| EXERCISE MATERIAL |
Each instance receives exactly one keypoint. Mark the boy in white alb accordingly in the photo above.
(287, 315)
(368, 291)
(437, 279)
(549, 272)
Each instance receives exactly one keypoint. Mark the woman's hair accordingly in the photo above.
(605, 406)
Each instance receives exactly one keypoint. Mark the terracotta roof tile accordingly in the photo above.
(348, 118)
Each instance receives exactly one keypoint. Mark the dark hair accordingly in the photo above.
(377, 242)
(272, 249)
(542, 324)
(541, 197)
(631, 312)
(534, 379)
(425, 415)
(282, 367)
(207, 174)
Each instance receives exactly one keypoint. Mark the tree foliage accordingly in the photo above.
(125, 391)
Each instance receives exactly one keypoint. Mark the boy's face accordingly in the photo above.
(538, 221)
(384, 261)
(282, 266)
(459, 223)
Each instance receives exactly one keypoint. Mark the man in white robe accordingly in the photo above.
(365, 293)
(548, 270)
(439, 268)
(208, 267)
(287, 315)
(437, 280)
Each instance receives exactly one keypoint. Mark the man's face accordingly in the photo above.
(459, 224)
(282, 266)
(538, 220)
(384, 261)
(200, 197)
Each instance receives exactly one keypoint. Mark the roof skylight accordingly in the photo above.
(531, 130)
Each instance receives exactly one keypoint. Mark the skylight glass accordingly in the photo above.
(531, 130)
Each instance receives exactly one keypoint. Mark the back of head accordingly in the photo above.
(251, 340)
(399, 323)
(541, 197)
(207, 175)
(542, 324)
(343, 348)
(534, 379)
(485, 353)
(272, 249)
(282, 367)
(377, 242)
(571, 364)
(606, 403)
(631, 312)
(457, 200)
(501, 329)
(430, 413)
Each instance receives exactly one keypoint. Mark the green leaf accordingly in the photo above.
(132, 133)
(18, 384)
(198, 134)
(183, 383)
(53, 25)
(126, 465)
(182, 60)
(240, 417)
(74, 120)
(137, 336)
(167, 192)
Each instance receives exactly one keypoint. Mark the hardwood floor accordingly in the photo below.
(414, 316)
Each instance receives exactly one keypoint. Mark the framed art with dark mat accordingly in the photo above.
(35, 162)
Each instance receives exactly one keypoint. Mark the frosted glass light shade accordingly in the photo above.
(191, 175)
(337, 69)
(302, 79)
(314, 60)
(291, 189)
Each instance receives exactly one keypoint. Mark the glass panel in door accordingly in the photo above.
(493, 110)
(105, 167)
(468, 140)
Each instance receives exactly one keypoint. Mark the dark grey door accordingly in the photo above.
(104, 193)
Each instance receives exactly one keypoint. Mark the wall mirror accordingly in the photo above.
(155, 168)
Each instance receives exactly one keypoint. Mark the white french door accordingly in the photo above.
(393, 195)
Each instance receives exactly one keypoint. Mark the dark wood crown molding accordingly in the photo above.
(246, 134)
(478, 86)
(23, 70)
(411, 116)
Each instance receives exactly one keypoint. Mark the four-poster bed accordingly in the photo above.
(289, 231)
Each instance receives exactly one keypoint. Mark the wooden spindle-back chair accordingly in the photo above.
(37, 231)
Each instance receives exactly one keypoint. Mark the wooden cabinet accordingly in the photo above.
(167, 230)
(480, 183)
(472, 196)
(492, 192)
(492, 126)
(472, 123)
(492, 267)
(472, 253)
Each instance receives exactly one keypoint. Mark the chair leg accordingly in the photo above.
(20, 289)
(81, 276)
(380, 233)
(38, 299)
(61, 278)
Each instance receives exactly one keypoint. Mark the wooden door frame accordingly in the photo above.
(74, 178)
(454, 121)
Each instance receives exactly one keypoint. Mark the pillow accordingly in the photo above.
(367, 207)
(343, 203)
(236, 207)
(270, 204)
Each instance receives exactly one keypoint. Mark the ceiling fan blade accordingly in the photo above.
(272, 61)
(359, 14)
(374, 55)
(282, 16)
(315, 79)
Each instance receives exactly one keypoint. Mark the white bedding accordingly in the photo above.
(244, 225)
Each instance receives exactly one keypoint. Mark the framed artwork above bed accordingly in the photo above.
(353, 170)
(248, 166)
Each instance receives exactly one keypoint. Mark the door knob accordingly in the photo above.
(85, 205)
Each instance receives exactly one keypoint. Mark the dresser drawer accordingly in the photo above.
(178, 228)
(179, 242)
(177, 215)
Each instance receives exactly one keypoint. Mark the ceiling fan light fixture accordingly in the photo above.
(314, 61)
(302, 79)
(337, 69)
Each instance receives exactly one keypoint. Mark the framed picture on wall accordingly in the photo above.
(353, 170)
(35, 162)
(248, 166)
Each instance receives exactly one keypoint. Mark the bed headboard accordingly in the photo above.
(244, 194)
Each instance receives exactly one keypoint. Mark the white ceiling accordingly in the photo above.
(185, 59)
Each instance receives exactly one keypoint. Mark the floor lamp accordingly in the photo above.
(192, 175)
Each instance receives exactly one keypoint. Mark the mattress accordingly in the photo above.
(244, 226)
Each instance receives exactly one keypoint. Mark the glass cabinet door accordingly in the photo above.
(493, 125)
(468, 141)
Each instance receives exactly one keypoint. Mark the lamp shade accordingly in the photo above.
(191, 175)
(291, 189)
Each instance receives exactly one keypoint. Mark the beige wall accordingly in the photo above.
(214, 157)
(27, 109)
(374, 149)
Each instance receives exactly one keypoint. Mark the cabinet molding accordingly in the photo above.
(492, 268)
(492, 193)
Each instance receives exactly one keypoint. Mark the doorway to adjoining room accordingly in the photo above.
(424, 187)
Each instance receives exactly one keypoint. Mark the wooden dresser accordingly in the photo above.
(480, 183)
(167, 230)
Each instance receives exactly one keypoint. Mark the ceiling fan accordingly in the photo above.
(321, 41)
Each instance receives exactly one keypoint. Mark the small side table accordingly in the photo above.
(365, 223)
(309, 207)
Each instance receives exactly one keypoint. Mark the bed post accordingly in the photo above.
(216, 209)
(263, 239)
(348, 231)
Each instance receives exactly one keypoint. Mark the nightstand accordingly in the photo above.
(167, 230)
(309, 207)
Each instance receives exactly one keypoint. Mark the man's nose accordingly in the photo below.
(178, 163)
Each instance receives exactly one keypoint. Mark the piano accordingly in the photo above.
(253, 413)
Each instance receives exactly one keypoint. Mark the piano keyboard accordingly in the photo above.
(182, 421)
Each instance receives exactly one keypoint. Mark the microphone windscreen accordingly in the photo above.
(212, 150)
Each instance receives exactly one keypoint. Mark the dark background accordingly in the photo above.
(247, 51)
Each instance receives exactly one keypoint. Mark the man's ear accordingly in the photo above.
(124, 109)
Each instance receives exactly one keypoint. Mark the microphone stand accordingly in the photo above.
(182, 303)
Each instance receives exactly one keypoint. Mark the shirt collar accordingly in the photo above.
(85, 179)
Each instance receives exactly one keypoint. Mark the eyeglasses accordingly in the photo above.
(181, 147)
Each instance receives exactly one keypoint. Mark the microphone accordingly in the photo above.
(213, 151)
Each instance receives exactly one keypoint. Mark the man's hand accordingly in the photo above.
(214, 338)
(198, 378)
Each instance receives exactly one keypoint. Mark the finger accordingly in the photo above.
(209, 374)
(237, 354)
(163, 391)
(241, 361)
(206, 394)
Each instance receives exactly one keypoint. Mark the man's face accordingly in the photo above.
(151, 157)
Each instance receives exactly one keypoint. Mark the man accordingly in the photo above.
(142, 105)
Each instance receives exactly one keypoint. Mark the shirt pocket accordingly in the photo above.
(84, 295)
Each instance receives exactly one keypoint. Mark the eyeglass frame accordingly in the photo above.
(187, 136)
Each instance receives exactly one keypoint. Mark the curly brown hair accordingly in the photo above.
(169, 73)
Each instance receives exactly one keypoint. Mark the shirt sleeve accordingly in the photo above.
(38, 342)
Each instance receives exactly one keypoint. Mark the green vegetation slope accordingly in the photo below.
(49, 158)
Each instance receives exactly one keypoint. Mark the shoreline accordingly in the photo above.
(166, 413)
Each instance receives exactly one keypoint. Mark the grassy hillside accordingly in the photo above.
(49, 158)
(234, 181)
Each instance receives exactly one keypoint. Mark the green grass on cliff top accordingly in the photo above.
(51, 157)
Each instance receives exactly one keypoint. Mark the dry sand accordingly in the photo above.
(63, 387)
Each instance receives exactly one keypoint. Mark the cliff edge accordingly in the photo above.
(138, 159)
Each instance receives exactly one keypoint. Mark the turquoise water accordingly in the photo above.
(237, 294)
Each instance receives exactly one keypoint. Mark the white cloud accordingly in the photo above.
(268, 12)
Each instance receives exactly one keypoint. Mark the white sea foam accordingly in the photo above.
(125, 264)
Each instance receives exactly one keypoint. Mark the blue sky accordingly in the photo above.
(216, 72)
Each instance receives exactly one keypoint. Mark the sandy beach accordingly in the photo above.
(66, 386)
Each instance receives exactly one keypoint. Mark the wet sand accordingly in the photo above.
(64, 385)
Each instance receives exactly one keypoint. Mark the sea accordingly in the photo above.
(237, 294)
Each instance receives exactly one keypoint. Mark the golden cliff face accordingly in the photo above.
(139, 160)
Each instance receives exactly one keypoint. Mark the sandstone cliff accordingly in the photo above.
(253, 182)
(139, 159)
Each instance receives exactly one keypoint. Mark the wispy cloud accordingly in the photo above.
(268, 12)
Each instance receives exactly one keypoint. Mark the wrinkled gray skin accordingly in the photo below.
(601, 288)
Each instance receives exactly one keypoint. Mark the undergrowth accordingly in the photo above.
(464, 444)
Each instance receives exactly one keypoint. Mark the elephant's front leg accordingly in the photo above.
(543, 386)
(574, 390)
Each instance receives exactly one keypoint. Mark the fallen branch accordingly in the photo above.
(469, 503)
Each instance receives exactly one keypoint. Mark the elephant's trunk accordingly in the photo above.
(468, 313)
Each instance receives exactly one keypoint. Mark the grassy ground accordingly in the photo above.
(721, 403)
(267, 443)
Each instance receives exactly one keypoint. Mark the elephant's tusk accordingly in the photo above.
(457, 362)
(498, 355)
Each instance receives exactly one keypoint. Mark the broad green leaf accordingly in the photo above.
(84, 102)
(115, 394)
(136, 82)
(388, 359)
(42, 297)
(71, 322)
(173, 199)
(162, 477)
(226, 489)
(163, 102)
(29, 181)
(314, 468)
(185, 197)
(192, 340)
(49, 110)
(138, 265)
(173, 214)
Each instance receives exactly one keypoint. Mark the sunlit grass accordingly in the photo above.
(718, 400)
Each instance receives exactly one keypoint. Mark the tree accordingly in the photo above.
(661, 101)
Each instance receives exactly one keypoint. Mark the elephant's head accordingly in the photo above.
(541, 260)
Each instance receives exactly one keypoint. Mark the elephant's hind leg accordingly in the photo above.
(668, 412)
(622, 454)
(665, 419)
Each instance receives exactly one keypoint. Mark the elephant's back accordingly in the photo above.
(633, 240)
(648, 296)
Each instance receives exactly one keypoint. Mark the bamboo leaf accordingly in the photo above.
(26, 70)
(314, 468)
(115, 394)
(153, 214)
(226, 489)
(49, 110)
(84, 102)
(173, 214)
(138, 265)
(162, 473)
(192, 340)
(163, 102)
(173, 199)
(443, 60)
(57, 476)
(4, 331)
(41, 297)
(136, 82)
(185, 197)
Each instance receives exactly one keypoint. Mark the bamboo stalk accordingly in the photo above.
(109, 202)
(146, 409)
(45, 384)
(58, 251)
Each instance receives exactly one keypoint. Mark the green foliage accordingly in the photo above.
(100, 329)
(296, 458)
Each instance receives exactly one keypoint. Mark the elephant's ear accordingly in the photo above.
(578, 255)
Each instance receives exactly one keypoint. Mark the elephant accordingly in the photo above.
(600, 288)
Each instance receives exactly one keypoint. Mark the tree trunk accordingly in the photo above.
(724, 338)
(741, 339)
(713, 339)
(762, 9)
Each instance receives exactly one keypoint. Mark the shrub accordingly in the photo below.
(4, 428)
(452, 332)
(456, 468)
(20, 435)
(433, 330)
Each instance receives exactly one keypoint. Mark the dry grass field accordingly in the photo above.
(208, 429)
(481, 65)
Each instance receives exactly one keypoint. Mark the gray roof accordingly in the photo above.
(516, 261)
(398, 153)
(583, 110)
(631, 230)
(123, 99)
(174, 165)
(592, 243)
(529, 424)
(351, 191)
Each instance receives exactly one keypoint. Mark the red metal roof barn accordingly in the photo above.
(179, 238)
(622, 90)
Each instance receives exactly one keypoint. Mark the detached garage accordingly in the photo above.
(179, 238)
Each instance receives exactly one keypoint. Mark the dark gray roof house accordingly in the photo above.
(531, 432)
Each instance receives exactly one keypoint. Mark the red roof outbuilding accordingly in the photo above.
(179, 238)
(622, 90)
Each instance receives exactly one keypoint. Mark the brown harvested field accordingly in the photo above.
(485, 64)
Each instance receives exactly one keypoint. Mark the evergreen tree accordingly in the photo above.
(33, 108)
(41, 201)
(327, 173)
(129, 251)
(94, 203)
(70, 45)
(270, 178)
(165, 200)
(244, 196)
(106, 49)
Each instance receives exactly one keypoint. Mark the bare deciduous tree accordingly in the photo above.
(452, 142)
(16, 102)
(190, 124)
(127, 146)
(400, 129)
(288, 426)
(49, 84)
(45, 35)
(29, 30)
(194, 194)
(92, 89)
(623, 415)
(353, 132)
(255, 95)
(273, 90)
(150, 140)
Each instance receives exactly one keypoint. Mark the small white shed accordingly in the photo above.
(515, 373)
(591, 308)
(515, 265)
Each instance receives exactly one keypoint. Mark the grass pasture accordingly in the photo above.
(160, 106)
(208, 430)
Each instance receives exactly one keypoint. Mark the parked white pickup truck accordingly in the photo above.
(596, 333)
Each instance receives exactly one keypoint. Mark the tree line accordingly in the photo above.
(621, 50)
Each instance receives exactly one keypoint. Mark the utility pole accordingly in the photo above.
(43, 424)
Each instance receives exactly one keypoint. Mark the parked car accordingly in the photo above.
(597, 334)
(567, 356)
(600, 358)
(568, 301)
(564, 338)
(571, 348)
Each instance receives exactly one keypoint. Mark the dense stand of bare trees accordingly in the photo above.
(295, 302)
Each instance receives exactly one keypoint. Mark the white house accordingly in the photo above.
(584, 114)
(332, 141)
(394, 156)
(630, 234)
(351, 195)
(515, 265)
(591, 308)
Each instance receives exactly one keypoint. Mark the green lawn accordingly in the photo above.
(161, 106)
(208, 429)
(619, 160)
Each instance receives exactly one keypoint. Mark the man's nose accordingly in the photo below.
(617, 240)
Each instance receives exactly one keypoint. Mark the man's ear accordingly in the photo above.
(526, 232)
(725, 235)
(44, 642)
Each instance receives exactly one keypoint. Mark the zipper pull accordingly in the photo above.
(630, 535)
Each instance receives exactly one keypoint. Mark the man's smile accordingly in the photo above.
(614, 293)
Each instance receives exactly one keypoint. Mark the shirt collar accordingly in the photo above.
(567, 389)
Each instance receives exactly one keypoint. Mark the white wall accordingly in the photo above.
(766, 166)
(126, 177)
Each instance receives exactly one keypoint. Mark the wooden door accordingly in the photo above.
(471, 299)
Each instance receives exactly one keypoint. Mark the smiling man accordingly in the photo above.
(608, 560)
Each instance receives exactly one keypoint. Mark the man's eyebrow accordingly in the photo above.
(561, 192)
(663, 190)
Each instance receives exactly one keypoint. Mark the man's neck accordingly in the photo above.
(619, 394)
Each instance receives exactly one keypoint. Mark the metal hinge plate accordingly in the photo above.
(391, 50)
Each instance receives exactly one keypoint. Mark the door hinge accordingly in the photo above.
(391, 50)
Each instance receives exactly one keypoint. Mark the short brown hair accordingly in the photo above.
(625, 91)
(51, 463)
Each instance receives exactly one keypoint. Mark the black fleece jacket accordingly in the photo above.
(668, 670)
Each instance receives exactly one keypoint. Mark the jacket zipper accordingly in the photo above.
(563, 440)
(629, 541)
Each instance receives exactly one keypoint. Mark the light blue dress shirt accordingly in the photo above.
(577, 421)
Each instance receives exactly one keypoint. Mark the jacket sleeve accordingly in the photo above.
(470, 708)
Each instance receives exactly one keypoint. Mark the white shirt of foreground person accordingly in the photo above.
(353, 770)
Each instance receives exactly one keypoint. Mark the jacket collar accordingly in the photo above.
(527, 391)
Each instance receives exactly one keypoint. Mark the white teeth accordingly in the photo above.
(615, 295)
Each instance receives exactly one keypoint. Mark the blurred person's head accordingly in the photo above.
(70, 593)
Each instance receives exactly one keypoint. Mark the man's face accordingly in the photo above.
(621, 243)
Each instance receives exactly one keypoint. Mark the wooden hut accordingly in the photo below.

| WORK REQUIRED |
Extract every line from the one containing "Each instance receives exactly one keypoint. Mark the light" to the end of the entries, including both of those lines, exactly as given and with nothing added.

| RESPONSE |
Each instance receives exactly one keypoint. Mark the light blue dress shirt accordingly in the photo above.
(577, 421)
Each instance receives exactly one keypoint. Mark the jacket sleeve accordingly in the photo above.
(470, 708)
Each instance receives exactly one keypoint. Mark the white shirt of foreground person accordingly in the photo above.
(353, 770)
Each instance receives exactly one keypoint. Mark the jacket collar accordingly in the photo above.
(527, 391)
Each instance receives exactly one keypoint. Mark the white teeth accordingly in the photo above.
(615, 295)
Each instance receives exactly one keypoint. Mark the blurred person's head accordingly in the photo above.
(70, 593)
Each instance receives exactly one keypoint. Mark the man's face accordingly in the photo above.
(621, 243)
Each instance receives exactly one keypoint. Mark the wooden hut accordingly in the photo below.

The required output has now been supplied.